:: Listed entries

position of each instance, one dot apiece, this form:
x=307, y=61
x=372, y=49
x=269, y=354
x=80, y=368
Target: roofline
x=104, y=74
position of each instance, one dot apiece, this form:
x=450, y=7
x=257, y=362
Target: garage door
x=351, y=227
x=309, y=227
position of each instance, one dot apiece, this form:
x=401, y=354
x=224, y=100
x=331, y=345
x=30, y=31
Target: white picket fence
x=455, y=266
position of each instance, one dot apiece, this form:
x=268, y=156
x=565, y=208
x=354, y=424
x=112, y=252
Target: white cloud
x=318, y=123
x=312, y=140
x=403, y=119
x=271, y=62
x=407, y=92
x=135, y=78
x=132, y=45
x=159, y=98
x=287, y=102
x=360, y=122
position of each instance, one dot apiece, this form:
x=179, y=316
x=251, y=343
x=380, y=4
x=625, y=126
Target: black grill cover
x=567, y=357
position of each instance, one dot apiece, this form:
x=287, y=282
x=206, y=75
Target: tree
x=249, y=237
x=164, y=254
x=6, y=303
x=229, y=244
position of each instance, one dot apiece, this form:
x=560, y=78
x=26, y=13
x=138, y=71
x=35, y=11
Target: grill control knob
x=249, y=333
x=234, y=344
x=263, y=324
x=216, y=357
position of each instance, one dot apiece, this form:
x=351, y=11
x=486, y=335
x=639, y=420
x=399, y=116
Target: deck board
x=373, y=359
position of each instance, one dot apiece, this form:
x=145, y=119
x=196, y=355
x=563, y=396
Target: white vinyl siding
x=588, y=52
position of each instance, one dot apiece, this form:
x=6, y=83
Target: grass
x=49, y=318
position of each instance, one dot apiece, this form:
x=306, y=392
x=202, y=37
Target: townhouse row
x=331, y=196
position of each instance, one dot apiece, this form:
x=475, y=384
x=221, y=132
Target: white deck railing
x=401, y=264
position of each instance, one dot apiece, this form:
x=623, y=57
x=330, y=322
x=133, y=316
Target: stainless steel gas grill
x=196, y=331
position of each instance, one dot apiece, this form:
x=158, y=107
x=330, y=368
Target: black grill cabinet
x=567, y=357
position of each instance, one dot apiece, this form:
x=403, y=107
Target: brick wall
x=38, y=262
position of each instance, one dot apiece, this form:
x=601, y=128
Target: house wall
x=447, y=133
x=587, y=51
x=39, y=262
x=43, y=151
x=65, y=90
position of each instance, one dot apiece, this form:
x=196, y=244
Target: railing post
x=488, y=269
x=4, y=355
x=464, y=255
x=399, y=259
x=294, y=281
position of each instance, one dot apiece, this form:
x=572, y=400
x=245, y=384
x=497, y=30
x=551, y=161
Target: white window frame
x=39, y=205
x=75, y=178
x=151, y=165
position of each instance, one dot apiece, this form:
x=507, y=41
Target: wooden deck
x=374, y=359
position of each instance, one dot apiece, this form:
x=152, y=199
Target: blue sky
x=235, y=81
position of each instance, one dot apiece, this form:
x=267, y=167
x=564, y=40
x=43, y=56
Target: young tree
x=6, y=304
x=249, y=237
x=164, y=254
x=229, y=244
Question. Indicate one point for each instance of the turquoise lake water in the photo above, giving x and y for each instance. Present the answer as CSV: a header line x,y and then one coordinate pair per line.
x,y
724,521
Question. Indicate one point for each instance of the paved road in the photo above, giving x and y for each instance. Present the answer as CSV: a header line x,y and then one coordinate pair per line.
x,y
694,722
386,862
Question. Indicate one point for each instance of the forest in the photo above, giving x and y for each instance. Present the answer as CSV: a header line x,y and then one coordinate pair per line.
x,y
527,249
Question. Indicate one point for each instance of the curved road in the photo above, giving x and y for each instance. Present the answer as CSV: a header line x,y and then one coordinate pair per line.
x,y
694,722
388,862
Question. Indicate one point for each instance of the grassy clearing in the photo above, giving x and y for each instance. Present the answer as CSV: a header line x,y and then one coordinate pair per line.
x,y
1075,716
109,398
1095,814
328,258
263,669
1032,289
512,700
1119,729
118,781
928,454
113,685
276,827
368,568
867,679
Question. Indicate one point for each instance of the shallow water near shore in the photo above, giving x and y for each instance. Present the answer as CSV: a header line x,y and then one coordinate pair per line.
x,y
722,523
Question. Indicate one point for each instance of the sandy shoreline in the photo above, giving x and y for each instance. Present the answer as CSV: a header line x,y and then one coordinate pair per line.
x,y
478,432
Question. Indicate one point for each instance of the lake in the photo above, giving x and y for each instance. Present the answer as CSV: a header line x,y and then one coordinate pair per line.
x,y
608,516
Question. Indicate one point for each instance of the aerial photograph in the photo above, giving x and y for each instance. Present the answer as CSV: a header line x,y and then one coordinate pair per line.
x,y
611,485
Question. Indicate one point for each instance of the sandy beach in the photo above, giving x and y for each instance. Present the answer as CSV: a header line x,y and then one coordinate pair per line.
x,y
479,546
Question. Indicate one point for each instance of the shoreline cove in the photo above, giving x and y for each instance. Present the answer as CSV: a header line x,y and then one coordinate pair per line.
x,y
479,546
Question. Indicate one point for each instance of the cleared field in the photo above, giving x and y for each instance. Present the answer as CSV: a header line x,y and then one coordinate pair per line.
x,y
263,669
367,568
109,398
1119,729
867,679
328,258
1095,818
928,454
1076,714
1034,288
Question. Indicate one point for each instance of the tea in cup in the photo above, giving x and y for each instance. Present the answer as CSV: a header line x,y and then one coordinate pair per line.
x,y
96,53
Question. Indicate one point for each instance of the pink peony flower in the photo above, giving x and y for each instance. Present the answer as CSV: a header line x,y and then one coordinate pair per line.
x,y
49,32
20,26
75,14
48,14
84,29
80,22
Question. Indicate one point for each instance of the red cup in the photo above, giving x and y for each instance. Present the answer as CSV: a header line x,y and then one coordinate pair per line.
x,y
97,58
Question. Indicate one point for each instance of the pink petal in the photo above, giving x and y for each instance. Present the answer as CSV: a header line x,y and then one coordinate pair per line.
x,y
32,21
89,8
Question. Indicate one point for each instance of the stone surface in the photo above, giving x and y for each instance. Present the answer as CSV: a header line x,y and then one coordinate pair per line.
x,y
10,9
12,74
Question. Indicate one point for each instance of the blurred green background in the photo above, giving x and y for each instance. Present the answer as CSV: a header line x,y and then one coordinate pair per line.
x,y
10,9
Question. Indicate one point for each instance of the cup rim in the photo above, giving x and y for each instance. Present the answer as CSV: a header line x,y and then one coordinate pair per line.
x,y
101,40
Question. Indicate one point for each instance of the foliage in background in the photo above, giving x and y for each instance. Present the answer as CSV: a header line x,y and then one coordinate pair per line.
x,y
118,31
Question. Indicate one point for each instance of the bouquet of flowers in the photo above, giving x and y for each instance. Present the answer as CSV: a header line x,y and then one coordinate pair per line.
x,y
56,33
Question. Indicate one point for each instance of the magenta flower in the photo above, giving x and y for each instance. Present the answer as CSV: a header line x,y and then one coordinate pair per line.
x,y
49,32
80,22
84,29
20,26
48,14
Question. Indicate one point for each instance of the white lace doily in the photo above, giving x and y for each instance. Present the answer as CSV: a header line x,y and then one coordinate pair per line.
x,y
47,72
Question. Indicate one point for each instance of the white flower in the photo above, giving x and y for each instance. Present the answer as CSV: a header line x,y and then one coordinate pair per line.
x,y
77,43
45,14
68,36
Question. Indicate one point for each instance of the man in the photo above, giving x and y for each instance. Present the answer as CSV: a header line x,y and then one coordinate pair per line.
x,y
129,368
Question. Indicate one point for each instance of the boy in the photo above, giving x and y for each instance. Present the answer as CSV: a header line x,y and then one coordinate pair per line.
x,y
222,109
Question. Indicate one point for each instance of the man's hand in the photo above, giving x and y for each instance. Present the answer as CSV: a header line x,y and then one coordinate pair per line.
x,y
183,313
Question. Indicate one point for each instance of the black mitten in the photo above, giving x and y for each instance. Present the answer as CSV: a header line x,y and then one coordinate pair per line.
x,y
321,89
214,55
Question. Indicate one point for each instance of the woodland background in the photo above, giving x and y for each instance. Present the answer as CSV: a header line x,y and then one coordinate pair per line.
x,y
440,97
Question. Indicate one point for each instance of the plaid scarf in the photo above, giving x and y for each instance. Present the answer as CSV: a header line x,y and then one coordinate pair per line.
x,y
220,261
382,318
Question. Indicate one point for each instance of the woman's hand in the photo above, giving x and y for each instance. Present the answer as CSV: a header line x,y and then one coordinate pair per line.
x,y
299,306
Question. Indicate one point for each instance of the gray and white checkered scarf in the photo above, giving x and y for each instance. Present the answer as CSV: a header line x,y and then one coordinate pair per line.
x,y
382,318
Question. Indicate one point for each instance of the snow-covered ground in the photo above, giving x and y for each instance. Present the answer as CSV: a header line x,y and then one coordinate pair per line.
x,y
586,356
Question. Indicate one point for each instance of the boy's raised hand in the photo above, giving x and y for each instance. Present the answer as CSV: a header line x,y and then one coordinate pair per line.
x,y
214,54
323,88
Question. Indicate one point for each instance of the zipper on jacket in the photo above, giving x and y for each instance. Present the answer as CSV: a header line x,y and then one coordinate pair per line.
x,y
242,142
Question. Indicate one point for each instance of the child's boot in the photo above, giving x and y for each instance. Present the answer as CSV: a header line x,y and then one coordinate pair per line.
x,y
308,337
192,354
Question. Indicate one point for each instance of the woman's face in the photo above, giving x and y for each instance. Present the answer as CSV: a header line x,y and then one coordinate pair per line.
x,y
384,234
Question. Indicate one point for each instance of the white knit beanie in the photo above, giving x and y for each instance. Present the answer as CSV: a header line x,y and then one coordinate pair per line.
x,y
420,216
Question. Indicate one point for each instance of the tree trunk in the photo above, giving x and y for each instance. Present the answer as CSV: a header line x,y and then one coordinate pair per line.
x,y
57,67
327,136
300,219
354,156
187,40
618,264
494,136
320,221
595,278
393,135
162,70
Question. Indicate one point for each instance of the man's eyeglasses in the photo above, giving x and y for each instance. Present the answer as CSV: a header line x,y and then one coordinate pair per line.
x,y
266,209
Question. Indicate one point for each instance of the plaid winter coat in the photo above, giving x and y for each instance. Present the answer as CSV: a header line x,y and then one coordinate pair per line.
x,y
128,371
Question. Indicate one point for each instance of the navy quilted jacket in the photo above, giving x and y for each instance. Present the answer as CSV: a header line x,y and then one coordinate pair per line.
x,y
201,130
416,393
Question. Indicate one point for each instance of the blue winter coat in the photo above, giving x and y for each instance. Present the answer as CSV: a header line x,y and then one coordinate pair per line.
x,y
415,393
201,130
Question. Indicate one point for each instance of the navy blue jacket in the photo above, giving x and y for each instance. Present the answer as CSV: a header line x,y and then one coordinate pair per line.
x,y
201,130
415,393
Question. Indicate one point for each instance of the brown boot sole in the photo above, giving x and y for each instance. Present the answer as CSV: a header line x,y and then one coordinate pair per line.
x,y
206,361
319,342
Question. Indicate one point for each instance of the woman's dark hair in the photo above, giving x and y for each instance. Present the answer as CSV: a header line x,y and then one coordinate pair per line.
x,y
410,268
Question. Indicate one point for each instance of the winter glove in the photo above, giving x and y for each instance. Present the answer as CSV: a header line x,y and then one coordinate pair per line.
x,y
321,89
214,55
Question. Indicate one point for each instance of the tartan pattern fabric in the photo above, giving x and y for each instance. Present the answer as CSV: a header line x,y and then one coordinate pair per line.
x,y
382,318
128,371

::::

Render the material as a JSON list of strings, one string per line with blank lines omitted, covering only the part that opens with the line containing "Question. Indicate one point for each instance of the tartan" and runs through the end of the material.

◆ Answer for the task:
[
  "Question. Indicate one point for each instance of the tartan pattern fabric in the photo above, giving x and y for each instance. Present the answer as CSV: a header line x,y and then one coordinate pair per line.",
  "x,y",
  "382,318",
  "128,371"
]